[[ Exercise materials open ]]

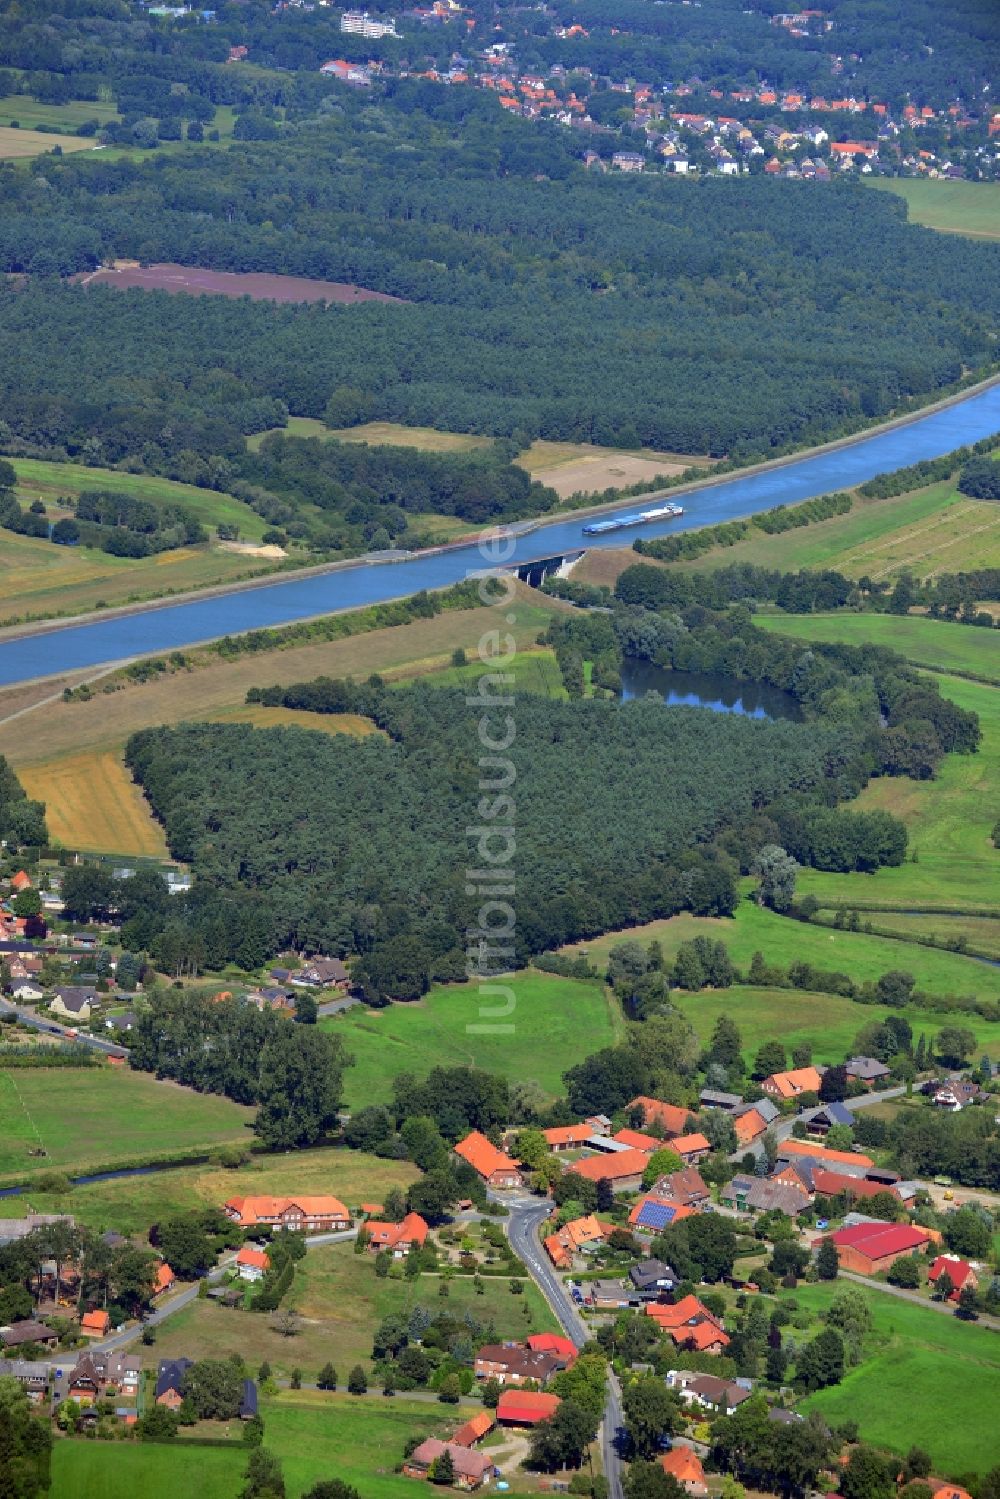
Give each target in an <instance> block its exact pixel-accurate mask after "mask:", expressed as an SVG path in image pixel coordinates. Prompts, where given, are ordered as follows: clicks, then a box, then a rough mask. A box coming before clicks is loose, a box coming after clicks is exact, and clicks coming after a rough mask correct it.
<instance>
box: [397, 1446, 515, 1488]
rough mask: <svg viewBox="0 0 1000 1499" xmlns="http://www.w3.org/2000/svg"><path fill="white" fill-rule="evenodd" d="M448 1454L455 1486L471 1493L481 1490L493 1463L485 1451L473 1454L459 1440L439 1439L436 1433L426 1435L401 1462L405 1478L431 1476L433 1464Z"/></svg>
mask: <svg viewBox="0 0 1000 1499" xmlns="http://www.w3.org/2000/svg"><path fill="white" fill-rule="evenodd" d="M445 1453H447V1454H448V1456H450V1459H451V1466H453V1469H454V1483H453V1487H454V1489H465V1490H466V1492H472V1490H475V1489H481V1487H483V1484H484V1483H486V1480H487V1478H489V1477H490V1474H492V1471H493V1462H492V1459H490V1457H489V1456H487V1454H486V1453H475V1451H472V1448H471V1447H463V1445H462V1444H460V1442H441V1441H439V1439H438V1438H436V1436H429V1438H427V1439H426V1441H423V1442H421V1444H420V1447H415V1448H414V1450H412V1453H411V1454H409V1457H408V1459H406V1460H405V1463H403V1474H405V1477H406V1478H430V1475H432V1469H433V1465H435V1463H436V1462H438V1459H439V1457H442V1456H444V1454H445Z"/></svg>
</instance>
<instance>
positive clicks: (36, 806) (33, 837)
mask: <svg viewBox="0 0 1000 1499" xmlns="http://www.w3.org/2000/svg"><path fill="white" fill-rule="evenodd" d="M0 838H6V839H7V842H9V844H13V845H15V847H25V845H27V847H43V845H45V844H46V841H48V835H46V830H45V806H43V805H42V802H31V800H30V799H28V797H27V794H25V791H24V787H22V785H21V782H19V781H18V778H16V775H15V773H13V770H12V769H10V766H9V764H7V761H6V758H4V757H3V755H0Z"/></svg>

[[ Exercise materials closed ]]

What to do: Find the word "instance" in the entries above. Copy every line that has it.

Reply:
Give each target in an <instance> block its exact pixel-accurate mask after "mask:", expressed as an SVG path in image pixel coordinates. Prompts, where given, are ordered as follows: clicks, then a box, then a rough mask. A box coming before clicks is loose, a box coming after clicks is exact, and clicks coming after a rough mask correct it.
<instance>
</instance>
<instance>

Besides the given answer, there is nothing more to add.